--- Data Enclosed Below ---

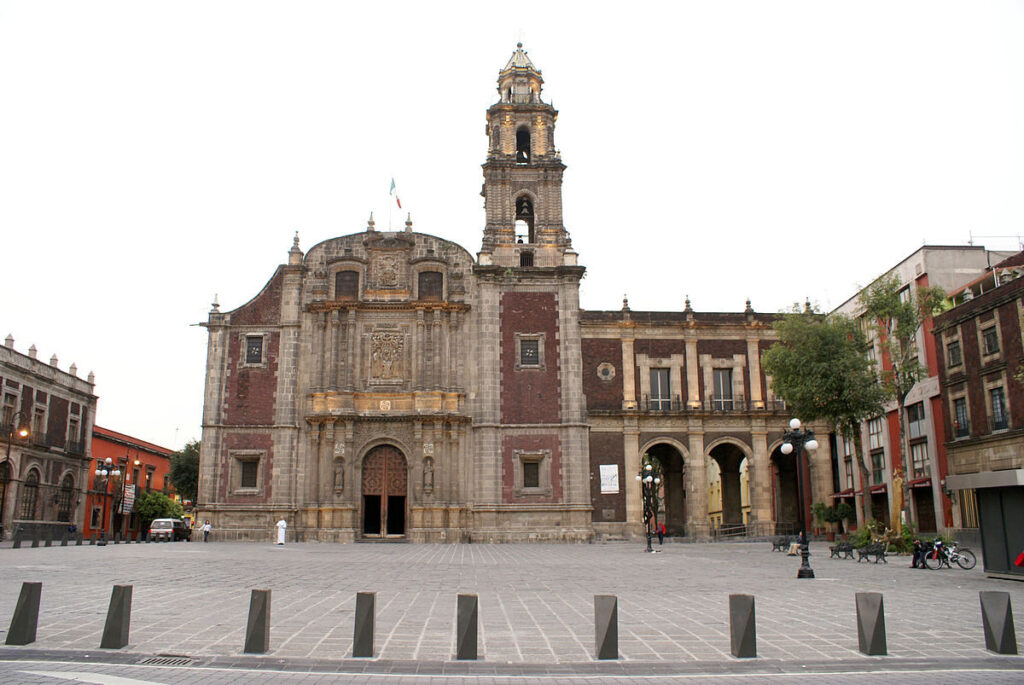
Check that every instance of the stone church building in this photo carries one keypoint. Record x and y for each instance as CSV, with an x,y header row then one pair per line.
x,y
388,385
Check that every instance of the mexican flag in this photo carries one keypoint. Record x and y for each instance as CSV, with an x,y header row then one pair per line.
x,y
394,194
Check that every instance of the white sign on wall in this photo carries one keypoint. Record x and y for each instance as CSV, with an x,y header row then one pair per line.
x,y
609,478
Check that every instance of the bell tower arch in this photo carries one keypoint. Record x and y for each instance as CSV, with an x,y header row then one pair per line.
x,y
522,176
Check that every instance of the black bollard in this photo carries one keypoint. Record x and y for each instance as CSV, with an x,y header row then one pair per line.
x,y
26,618
742,629
258,626
118,618
997,619
871,624
606,626
363,635
466,615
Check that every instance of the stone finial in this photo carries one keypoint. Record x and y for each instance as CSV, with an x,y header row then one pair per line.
x,y
295,254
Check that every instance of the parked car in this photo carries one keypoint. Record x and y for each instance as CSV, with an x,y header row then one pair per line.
x,y
169,529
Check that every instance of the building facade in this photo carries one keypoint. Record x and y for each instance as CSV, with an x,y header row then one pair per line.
x,y
110,503
924,470
980,345
389,385
46,416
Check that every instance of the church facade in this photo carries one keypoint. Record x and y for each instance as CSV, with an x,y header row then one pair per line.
x,y
388,385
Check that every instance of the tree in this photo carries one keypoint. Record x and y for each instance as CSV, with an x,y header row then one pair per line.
x,y
896,313
820,369
155,504
184,470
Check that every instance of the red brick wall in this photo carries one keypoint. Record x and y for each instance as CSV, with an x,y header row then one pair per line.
x,y
602,394
261,441
530,395
250,391
607,448
510,443
264,308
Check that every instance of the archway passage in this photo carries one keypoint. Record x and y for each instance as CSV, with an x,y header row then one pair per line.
x,y
785,498
730,463
673,497
385,482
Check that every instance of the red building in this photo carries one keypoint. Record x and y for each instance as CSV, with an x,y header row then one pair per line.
x,y
142,467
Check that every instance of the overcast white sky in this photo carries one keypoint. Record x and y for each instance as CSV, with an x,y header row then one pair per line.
x,y
155,154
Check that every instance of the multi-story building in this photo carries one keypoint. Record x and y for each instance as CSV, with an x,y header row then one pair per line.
x,y
948,267
388,384
45,417
981,369
142,466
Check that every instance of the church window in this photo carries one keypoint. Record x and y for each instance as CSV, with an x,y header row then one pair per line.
x,y
522,145
346,285
254,349
431,286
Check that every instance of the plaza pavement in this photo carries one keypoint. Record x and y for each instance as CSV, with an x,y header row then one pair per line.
x,y
536,609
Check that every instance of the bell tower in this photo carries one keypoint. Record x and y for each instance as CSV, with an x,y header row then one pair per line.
x,y
522,177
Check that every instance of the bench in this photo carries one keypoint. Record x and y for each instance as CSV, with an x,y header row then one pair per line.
x,y
842,550
877,550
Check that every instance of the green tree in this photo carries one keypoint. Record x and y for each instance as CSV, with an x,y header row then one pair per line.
x,y
897,313
155,504
820,368
184,470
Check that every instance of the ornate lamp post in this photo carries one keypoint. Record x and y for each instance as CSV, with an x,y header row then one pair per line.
x,y
14,428
649,478
796,440
105,471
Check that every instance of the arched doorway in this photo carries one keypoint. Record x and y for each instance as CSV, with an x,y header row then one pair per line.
x,y
672,505
385,482
730,460
785,499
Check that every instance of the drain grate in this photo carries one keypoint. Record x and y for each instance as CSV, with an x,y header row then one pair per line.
x,y
167,660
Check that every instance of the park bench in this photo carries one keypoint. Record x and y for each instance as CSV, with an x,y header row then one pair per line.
x,y
843,550
877,550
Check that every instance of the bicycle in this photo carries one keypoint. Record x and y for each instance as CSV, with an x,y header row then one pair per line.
x,y
940,554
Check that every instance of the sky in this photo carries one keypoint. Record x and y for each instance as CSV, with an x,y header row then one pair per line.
x,y
156,155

--- End of Enclosed Data ---

Instructions to follow: Return each record as written, minus its images.

Problem solution:
Check that every instance of the stone church building in this photo carries one keypoint. Record x and y for each instance as CSV, with an x,y header row then one pair per line.
x,y
388,385
Check that every instance of the mexican flag in this photo carries one keypoint. Record x and y for each instance as CSV, with an x,y header row then one pair per line.
x,y
394,194
Check that every instance of the white sign on wall in this photo carries one keypoint. Record x and y for each instance as CSV, with an x,y header row then one pair per line.
x,y
609,478
Check that every instance of the bell tower arch in this photo carries one keypoint. Record x and y for each instance as CSV, with an x,y header row then one pair per line.
x,y
522,176
Check that every instance of the black bollard in this photo carries one keypoint. Record x and y for each instance as CSV, with an x,y header row then one pair per line.
x,y
26,618
742,629
258,626
118,618
997,619
871,624
606,626
363,635
466,615
Check that every instance of the stone finial in this photo carries one keypoint. Record x and y for each instance as CSV, with an x,y header row then one pair per line.
x,y
295,254
Check that every instance of the parked car in this photo carries one keypoint. Record x and y for each instance as CSV, with an x,y header row then one pair per line.
x,y
169,529
Check that every instance of the building facade in this photo carries one keypoint. Record x and y for each instance as CSV, with an x,y header row then one pair per line.
x,y
110,503
924,470
980,345
389,385
46,416
Check that every instance of the church facade in this photo carries one keypoint. Record x and y for each instance as CSV, with an x,y header row then one pair per line.
x,y
388,385
Check that every instance of the tree in this photo carries one keypoint. Record x and y for each instance as CSV, with an x,y header row then one pair per line.
x,y
896,313
820,369
155,504
184,470
Check that every instance of the red brick wall in this photo carries one keypoint. Record x and y for each instance as CSV, with an x,y header row then one pair per line.
x,y
602,394
261,441
530,395
250,391
607,448
510,443
264,308
Check that every instance of the archway passage in this photo carries one keypoint. Record x and y for each instance as CSV, with an x,y header row then one pair per line.
x,y
785,498
730,463
673,497
385,482
Check that every instance of the red building in this photo carries one keypoint. Record x and y for each instance as CSV, with an x,y header row then one pair per line.
x,y
142,467
Check that every instance of the overcast white sky in this photo carries one keypoint. Record x and y for each instance as CSV, with an x,y header row then one pair per line.
x,y
155,154
Check that every instance of the multi-story building in this photo carries one keypoint. Record x and y for each instance as CSV, with an x,y header row then one pair per line.
x,y
948,267
388,384
45,417
981,369
142,466
Check that every instance of the church window in this photo carries one keypoint. Record x and y for each instance as CSV, with an x,y header row then one pair per line.
x,y
522,145
346,285
254,349
431,286
Check that every instance of the plaza pavement in this photo carries one keypoint. Record x and y for each instance as CSV, with an x,y header row then one pair per line.
x,y
536,609
Check that every instance of the bell tower in this photo carries one keypoint. Record x and y for each instance as CSV, with an x,y header row then one pair per line.
x,y
522,177
Check that every instance of the bench in this photo carries one keypoint. Record x and y for each instance as CSV, with an x,y header row then one pair per line.
x,y
842,550
877,550
Check that every instance of the green tree in this photo carries one keypoint. Record x and y for each instance as CSV, with an x,y header row then one pair per line.
x,y
897,313
155,504
820,368
184,470
Check that every instance of the ornate lamp post in this photo carries one keypoint. Record x and y for each instance as CSV, with an x,y header row then one pair per line.
x,y
14,428
649,478
796,440
105,471
Check that every instance of the arched doorway in this photo carries one keypoint. Record x and y for each instance as CSV, with an x,y header row then one pair per line.
x,y
672,505
385,482
730,460
785,499
Check that every instance of the drain grate in this photo carries one keypoint. Record x and y for each instance as CSV, with an x,y header row then one pair per line.
x,y
167,660
Check that every instance of the park bench in this photo carries one keypoint. Record x and y for each instance as CSV, with an x,y header row then one pair per line.
x,y
843,550
877,550
Check that every instance of the bicycle in this photo carries one keypoint. Record x and y for each instance as CSV, with an x,y header row then one pair per line.
x,y
940,554
Check that every instance of the sky in this photo carries one keypoint. Record x and y for each instance as CSV, with an x,y header row then one pair per line.
x,y
156,155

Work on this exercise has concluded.